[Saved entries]
'''
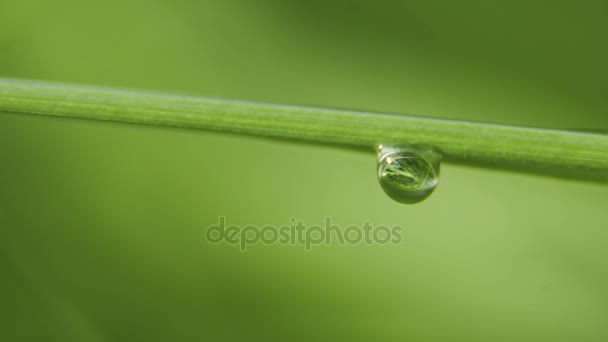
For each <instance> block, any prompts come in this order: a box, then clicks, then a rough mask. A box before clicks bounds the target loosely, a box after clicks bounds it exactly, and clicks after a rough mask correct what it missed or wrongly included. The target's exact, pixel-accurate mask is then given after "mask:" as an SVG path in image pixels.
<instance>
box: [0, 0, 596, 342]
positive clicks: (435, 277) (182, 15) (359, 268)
mask: <svg viewBox="0 0 608 342" xmlns="http://www.w3.org/2000/svg"><path fill="white" fill-rule="evenodd" d="M607 19H608V3H607V2H605V1H597V2H591V1H579V2H571V1H471V0H464V1H440V2H434V1H388V0H382V1H370V0H367V1H360V0H353V1H346V0H342V1H338V0H334V1H329V0H308V1H272V0H259V1H250V0H214V1H194V0H193V1H184V0H147V1H136V0H103V1H102V0H94V1H75V0H54V1H36V0H3V1H0V76H1V77H14V78H25V79H39V80H49V81H62V82H71V83H83V84H95V85H106V86H117V87H126V88H137V89H149V90H157V91H168V92H175V93H187V94H195V95H206V96H216V97H225V98H238V99H247V100H257V101H266V102H276V103H287V104H304V105H316V106H329V107H338V108H352V109H361V110H373V111H384V112H397V113H415V114H421V115H429V116H436V117H446V118H458V119H470V120H480V121H489V122H500V123H508V124H518V125H530V126H543V127H551V128H570V129H599V130H602V129H607V128H608V115H607V114H606V112H607V109H608V96H606V90H607V86H606V84H608V62H607V61H608V44H606V36H607V34H608V20H607ZM0 100H1V99H0ZM375 167H376V166H375V156H373V155H370V154H366V153H362V152H356V151H349V150H342V149H332V148H328V147H320V146H310V145H299V144H295V143H289V142H278V141H270V140H264V139H256V138H251V137H241V136H235V135H224V134H216V133H209V132H196V131H184V130H175V129H163V128H152V127H137V126H130V125H121V124H111V123H100V122H87V121H77V120H65V119H52V118H43V117H29V116H23V115H15V114H8V113H0V340H3V341H15V340H38V341H43V340H44V341H46V340H54V341H157V340H158V341H163V340H164V341H167V340H205V339H206V340H211V341H222V340H361V341H370V340H372V341H393V340H427V341H431V340H437V341H440V340H450V341H457V340H462V341H472V340H493V341H513V340H518V341H572V340H585V341H606V340H607V339H608V324H607V323H608V294H607V293H606V289H607V288H608V273H607V271H608V253H607V252H606V250H607V247H608V225H607V222H608V212H607V211H606V209H607V204H608V187H606V186H605V185H600V184H594V183H588V182H581V181H568V180H561V179H552V178H547V177H540V176H533V175H524V174H517V173H511V172H501V171H494V170H483V169H474V168H467V167H462V166H453V165H449V164H448V165H443V166H442V179H441V182H440V185H439V187H438V189H437V190H436V192H435V193H434V194H433V196H431V198H429V199H428V200H427V201H425V202H423V203H421V204H419V205H413V206H404V205H400V204H398V203H395V202H393V201H391V200H390V199H389V198H388V197H387V196H385V194H384V193H383V192H382V190H381V189H380V187H379V185H378V184H377V180H376V178H375ZM221 215H223V216H226V217H227V220H228V222H229V223H233V224H238V225H247V224H254V225H260V226H261V225H264V224H277V225H280V224H286V223H289V219H290V218H291V217H296V218H298V219H301V220H303V221H304V222H305V223H307V224H316V223H322V222H323V218H324V217H325V216H328V215H329V216H331V217H332V218H333V222H334V223H337V224H341V225H343V226H344V227H346V226H347V225H350V224H357V225H361V224H362V223H363V222H365V221H367V220H370V221H371V222H372V224H378V225H379V224H384V225H401V226H403V227H404V243H403V244H402V245H398V246H365V245H360V246H339V245H330V246H319V247H316V248H313V250H312V251H311V252H305V251H304V248H303V247H302V246H280V245H272V246H263V245H256V246H252V247H250V248H249V250H248V251H247V252H245V253H242V252H239V250H238V248H236V247H234V246H228V245H210V244H208V243H207V242H205V239H204V230H205V228H206V227H207V226H209V225H211V224H214V223H216V222H217V221H218V217H219V216H221Z"/></svg>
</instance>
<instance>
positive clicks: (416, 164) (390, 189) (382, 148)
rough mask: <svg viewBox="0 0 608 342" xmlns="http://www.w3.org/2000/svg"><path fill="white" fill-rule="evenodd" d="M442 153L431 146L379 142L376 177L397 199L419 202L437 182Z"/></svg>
mask: <svg viewBox="0 0 608 342" xmlns="http://www.w3.org/2000/svg"><path fill="white" fill-rule="evenodd" d="M440 161H441V153H440V152H439V151H437V150H436V149H434V148H433V147H430V146H421V145H412V146H407V145H403V146H392V145H378V181H380V185H381V186H382V189H383V190H384V192H385V193H386V194H387V195H388V196H389V197H390V198H392V199H394V200H395V201H397V202H400V203H405V204H413V203H418V202H420V201H422V200H424V199H425V198H427V197H429V195H430V194H431V193H432V192H433V190H435V187H436V186H437V183H439V162H440Z"/></svg>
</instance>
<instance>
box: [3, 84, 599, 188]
mask: <svg viewBox="0 0 608 342" xmlns="http://www.w3.org/2000/svg"><path fill="white" fill-rule="evenodd" d="M0 111H4V112H14V113H23V114H36V115H47V116H57V117H68V118H79V119H93V120H103V121H114V122H124V123H134V124H146V125H156V126H168V127H179V128H190V129H200V130H209V131H217V132H230V133H238V134H248V135H257V136H265V137H274V138H284V139H294V140H300V141H307V142H314V143H323V144H332V145H342V146H347V147H355V148H364V149H368V150H369V151H374V146H375V145H376V144H377V143H385V144H391V143H395V144H404V143H406V144H425V145H432V146H435V147H436V148H438V149H439V150H440V151H441V152H442V153H443V154H444V159H445V160H446V161H448V162H455V163H460V164H466V165H473V166H485V167H493V168H500V169H510V170H518V171H524V172H533V173H540V174H546V175H553V176H560V177H573V178H579V179H585V180H592V181H599V182H608V135H603V134H592V133H583V132H572V131H560V130H549V129H539V128H526V127H515V126H506V125H497V124H487V123H478V122H467V121H456V120H443V119H436V118H426V117H419V116H410V115H397V114H380V113H368V112H358V111H349V110H335V109H324V108H315V107H300V106H286V105H276V104H263V103H254V102H243V101H234V100H223V99H210V98H204V97H194V96H179V95H168V94H159V93H152V92H138V91H127V90H119V89H109V88H99V87H89V86H77V85H66V84H58V83H46V82H37V81H23V80H14V79H2V78H0Z"/></svg>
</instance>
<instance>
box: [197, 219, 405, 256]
mask: <svg viewBox="0 0 608 342" xmlns="http://www.w3.org/2000/svg"><path fill="white" fill-rule="evenodd" d="M290 222H291V223H290V224H288V225H279V226H276V225H265V226H261V227H260V226H256V225H246V226H238V225H227V224H226V218H225V217H224V216H220V217H219V223H218V224H214V225H211V226H209V227H207V229H206V231H205V238H206V239H207V241H208V242H209V243H211V244H220V243H226V244H229V245H235V246H239V248H240V250H241V251H246V250H247V247H249V246H251V245H255V244H265V245H271V244H282V245H301V246H304V249H305V250H306V251H310V250H311V249H312V247H313V246H319V245H329V244H332V243H338V244H340V245H358V244H366V245H388V244H392V245H399V244H401V242H402V241H403V237H402V236H401V234H402V231H403V229H402V228H401V226H392V227H388V226H373V225H371V224H370V223H369V221H366V222H365V223H363V225H361V226H357V225H349V226H347V227H345V228H344V229H342V227H341V226H340V225H337V224H332V222H331V217H329V216H326V217H325V222H324V224H323V225H305V224H304V223H303V222H302V221H300V220H297V219H296V218H294V217H292V218H291V219H290Z"/></svg>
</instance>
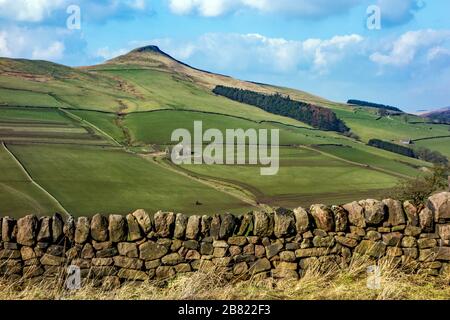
'''
[TASK TO COMPLETE]
Transcribe every line from the records above without alteration, and leave out the images.

[EXPECTED ANSWER]
For each <instance> block, any prompts come in this order: a box, then clicks, then a rough mask. A box before clicks bounds the target loosely, a box after clicks bounds it exactly, and clicks after a rough mask correct what it missed or wrongly included. The target's exact, pixel-accurate mask is then given after "mask:" as an SVG path in image pixels.
<instance>
box: [0, 0, 596, 342]
positive clicks: (435, 277) (182, 15) (359, 268)
mask: <svg viewBox="0 0 608 342" xmlns="http://www.w3.org/2000/svg"><path fill="white" fill-rule="evenodd" d="M607 19H608V3H607V2H605V1H597V2H591V1H579V2H571V1H471V0H464V1H440V2H434V1H388V0H382V1H370V0H367V1H360V0H353V1H346V0H342V1H338V0H334V1H329V0H308V1H272V0H259V1H250V0H214V1H194V0H193V1H184V0H147V1H136V0H103V1H102V0H94V1H75V0H54V1H36V0H3V1H0V76H1V77H14V78H25V79H39V80H49V81H62V82H71V83H83V84H95V85H106V86H117V87H126V88H137V89H149V90H157V91H168V92H175V93H187V94H195V95H206V96H216V97H225V98H238V99H247V100H257V101H266V102H276V103H287V104H304V105H316V106H329V107H338V108H352V109H361V110H373V111H384V112H397V113H415V114H421V115H429V116H436V117H446V118H458V119H470V120H480V121H489V122H500V123H508V124H518V125H530V126H543V127H551V128H570V129H599V130H602V129H607V128H608V115H607V114H606V112H607V109H608V96H606V90H607V86H606V84H608V62H607V61H608V44H606V36H607V34H608V20H607ZM0 100H1V99H0ZM375 167H376V166H375V156H373V155H370V154H366V153H362V152H356V151H349V150H342V149H332V148H328V147H320V146H310V145H299V144H295V143H289V142H278V141H270V140H264V139H256V138H251V137H241V136H235V135H224V134H216V133H209V132H196V131H184V130H175V129H163V128H152V127H137V126H130V125H121V124H111V123H100V122H87V121H77V120H65V119H52V118H43V117H29V116H23V115H15V114H8V113H0V340H3V341H15V340H38V341H43V340H44V341H46V340H54V341H157V340H158V341H163V340H164V341H167V340H205V339H206V340H211V341H222V340H361V341H370V340H372V341H393V340H427V341H431V340H437V341H440V340H450V341H457V340H462V341H472V340H493V341H513V340H518V341H572V340H585V341H606V340H607V339H608V324H607V323H608V294H607V293H606V289H607V288H608V273H607V271H608V253H607V252H606V250H607V247H608V225H607V222H608V212H607V211H606V209H607V204H608V187H606V186H605V185H600V184H594V183H588V182H581V181H568V180H561V179H552V178H547V177H540V176H533V175H524V174H517V173H511V172H501V171H494V170H483V169H474V168H467V167H462V166H453V165H449V164H448V165H443V166H442V179H441V182H440V185H439V187H438V189H437V190H436V192H435V193H434V194H433V196H431V198H429V199H428V200H427V201H425V202H423V203H421V204H419V205H413V206H404V205H400V204H398V203H395V202H393V201H391V200H390V199H389V198H388V197H387V196H385V194H384V193H383V192H382V190H381V189H380V187H379V185H378V184H377V180H376V178H375ZM221 215H223V216H226V217H227V220H228V222H229V223H233V224H238V225H247V224H254V225H260V226H261V225H264V224H277V225H280V224H286V223H289V219H290V218H291V217H296V218H298V219H301V220H303V221H304V222H305V223H307V224H316V223H322V222H323V218H324V217H325V216H328V215H329V216H331V217H332V218H333V222H334V223H337V224H341V225H343V226H344V227H346V226H347V225H350V224H357V225H361V224H362V223H363V222H365V221H367V220H370V221H371V222H372V224H378V225H379V224H384V225H401V226H403V227H404V243H403V244H402V245H398V246H365V245H360V246H339V245H330V246H319V247H316V248H313V250H312V251H311V252H305V251H304V248H303V247H302V246H280V245H272V246H263V245H256V246H252V247H250V248H249V250H248V251H247V252H245V253H242V252H239V250H238V248H236V247H234V246H228V245H210V244H208V243H207V242H205V239H204V230H205V228H206V227H207V226H209V225H211V224H214V223H216V222H217V221H218V217H219V216H221Z"/></svg>
</instance>
<instance>
positive clicks: (416, 164) (390, 189) (382, 148)
rough mask: <svg viewBox="0 0 608 342" xmlns="http://www.w3.org/2000/svg"><path fill="white" fill-rule="evenodd" d="M442 153L431 146L379 142L376 177L397 199L419 202L437 182Z"/></svg>
mask: <svg viewBox="0 0 608 342" xmlns="http://www.w3.org/2000/svg"><path fill="white" fill-rule="evenodd" d="M440 161H441V153H440V152H439V151H437V150H436V149H434V148H433V147H430V146H421V145H412V146H407V145H403V146H392V145H378V181H380V185H381V186H382V189H383V190H384V192H385V193H386V194H387V195H388V196H389V197H390V198H392V199H394V200H395V201H397V202H400V203H405V204H413V203H418V202H420V201H422V200H424V199H425V198H427V197H429V195H430V194H431V193H432V192H433V190H435V187H436V186H437V183H439V162H440Z"/></svg>
</instance>
<instance>
box: [3, 84, 599, 188]
mask: <svg viewBox="0 0 608 342" xmlns="http://www.w3.org/2000/svg"><path fill="white" fill-rule="evenodd" d="M0 111H4V112H14V113H23V114H36V115H47V116H57V117H68V118H79V119H93V120H103V121H114V122H124V123H134V124H146V125H156V126H168V127H179V128H190V129H200V130H209V131H217V132H230V133H238V134H248V135H257V136H265V137H274V138H284V139H294V140H300V141H307V142H314V143H323V144H332V145H342V146H347V147H355V148H364V149H368V150H369V151H374V146H375V145H376V144H377V143H385V144H391V143H395V144H404V143H406V144H425V145H432V146H435V147H436V148H438V149H439V150H440V151H441V152H442V153H443V154H444V159H445V160H446V161H448V162H455V163H460V164H466V165H473V166H485V167H493V168H500V169H510V170H518V171H524V172H533V173H540V174H546V175H553V176H560V177H573V178H579V179H585V180H592V181H599V182H608V135H603V134H592V133H583V132H572V131H560V130H549V129H539V128H526V127H515V126H506V125H497V124H487V123H478V122H467V121H456V120H443V119H436V118H426V117H419V116H410V115H397V114H380V113H368V112H358V111H349V110H335V109H324V108H315V107H300V106H286V105H276V104H263V103H254V102H243V101H234V100H223V99H210V98H204V97H194V96H179V95H168V94H159V93H152V92H138V91H127V90H119V89H109V88H99V87H89V86H77V85H66V84H58V83H46V82H37V81H23V80H14V79H2V78H0Z"/></svg>
</instance>
<instance>
box: [197, 219, 405, 256]
mask: <svg viewBox="0 0 608 342" xmlns="http://www.w3.org/2000/svg"><path fill="white" fill-rule="evenodd" d="M290 222H291V223H290V224H288V225H279V226H276V225H265V226H261V227H260V226H256V225H246V226H238V225H227V224H226V218H225V217H224V216H220V217H219V223H218V224H214V225H211V226H209V227H207V229H206V231H205V238H206V239H207V241H208V242H209V243H211V244H220V243H226V244H229V245H235V246H239V248H240V250H241V251H246V250H247V247H249V246H251V245H255V244H265V245H271V244H282V245H301V246H304V249H305V250H306V251H310V250H311V249H312V247H313V246H319V245H329V244H332V243H338V244H340V245H358V244H366V245H388V244H392V245H399V244H401V242H402V241H403V237H402V236H401V234H402V231H403V229H402V228H401V226H392V227H388V226H373V225H371V224H370V223H369V221H366V222H365V223H363V225H361V226H357V225H349V226H347V227H345V228H344V229H342V227H341V226H340V225H337V224H332V222H331V217H329V216H326V217H325V222H324V224H323V225H305V224H304V223H303V222H302V221H300V220H297V219H296V218H294V217H292V218H291V219H290Z"/></svg>
</instance>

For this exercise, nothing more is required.